> _TEXT EXTRACT_

>> start

Our Pension Plans are offered to pension-eligible employees hired before January 1, 2005. We offer two different qualified pension plans, the Portable Pension Plan and the Traditional Pension Plan. We also offer a non-qualified plan, the Motorola Supplemental Pension Plan (the “MSPP”), to highly-compensated employees whose qualified pension plan benefits are reduced by annual salary limits imposed by the IRS.
 
On December 15, 2008, the Board of Directors of the Company authorized amendments to both the Motorola Pension Plan (the “Pension Plan”) and the MSPP. On this date, the Board determined that effective March 1, 2009, all future benefit accruals and compensation increases under the Pension Plan would automatically cease for all individuals who were participants under the Pension Plan and/or MSPP, respectively, as of February 28, 2009, but further allowing such participants to continue to earn vesting credit towards their benefits under these two plans on and after March 1, 2009, if not already fully vested. Additionally, the MSPP was further amended to freeze any future participation in the MSPP after January 1, 2009 unless such participation was due to a prior contractual entitlement.
 
Both Pension Plan formulas use “average earnings” to calculate the relevant pension benefit. Prior to January 1, 2008, a participant’s “final average earnings” were used to calculate the relevant pension benefit, with final average earnings (base salary and lump-sum merit pay, excluding incentive plan awards) being the five years of highest pay during the last 10 calendar years ending December 31, 2007. On and after January 1, 2008, a participant’s “modified average earnings” are used to calculate the relevant pension benefit, with modified average earnings starting with the participant’s final average earnings as of December 31, 2007 and additionally including in the numerator and denominator the earnings from each and every subsequent year of employment after January 1, 2008 and up to March 1, 2009 (unless earlier terminated). Further, when computing pension benefits, annual compensation used to calculate a participant’s benefit may not exceed certain limits set by the IRS ($230,000 in 2008) and hence is limited to this number if required. The benefit payable to plan participants eligible for MSPP is the amount by which their pension plan benefit is reduced by the applicable IRS limits or as a result of their participation in the Motorola Management Deferred Compensation Plan. A participant’s pension benefit and MSPP benefit together cannot exceed 70% of their modified average earnings at retirement.

>> end

> _RECORDED DATA_
>> start

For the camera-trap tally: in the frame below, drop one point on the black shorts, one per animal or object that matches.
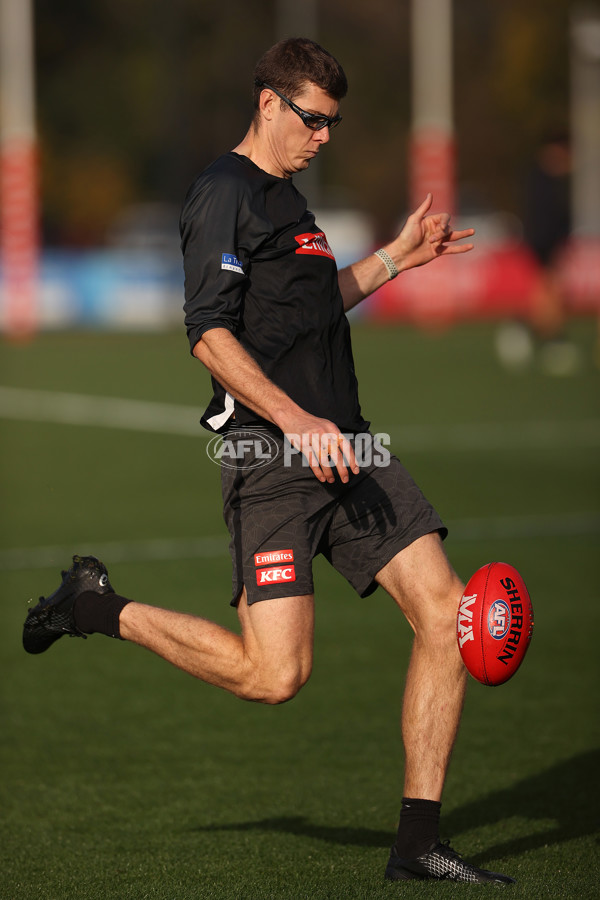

>> end

> _AIM OF THE TASK_
Please write the next part of the passage on Motorola's pension plans, picking up after its final sentence. The material has nothing to do with the passage on Motorola's pension plans.

> _EXERCISE RESPONSE_
 
The “Elected Officer Supplemental Retirement Plan”, which was closed to new participants as of January 1, 2000, uses the sum of (a) the participant’s base salary at retirement (or the base salary in place on June 30, 2005, whichever is earlier) and (b) the average of the five highest Motorola Incentive Plan awards received within the last eight years preceding retirement. This supplemental retirement plan caps the benefit at an annual income of up to 70% of the participant’s base salary at retirement or on June 30, 2005, whichever is earlier. Mr. Lawson is the only Named Executive Officer who is eligible for the Elected Officer Supplemental Retirement Plan.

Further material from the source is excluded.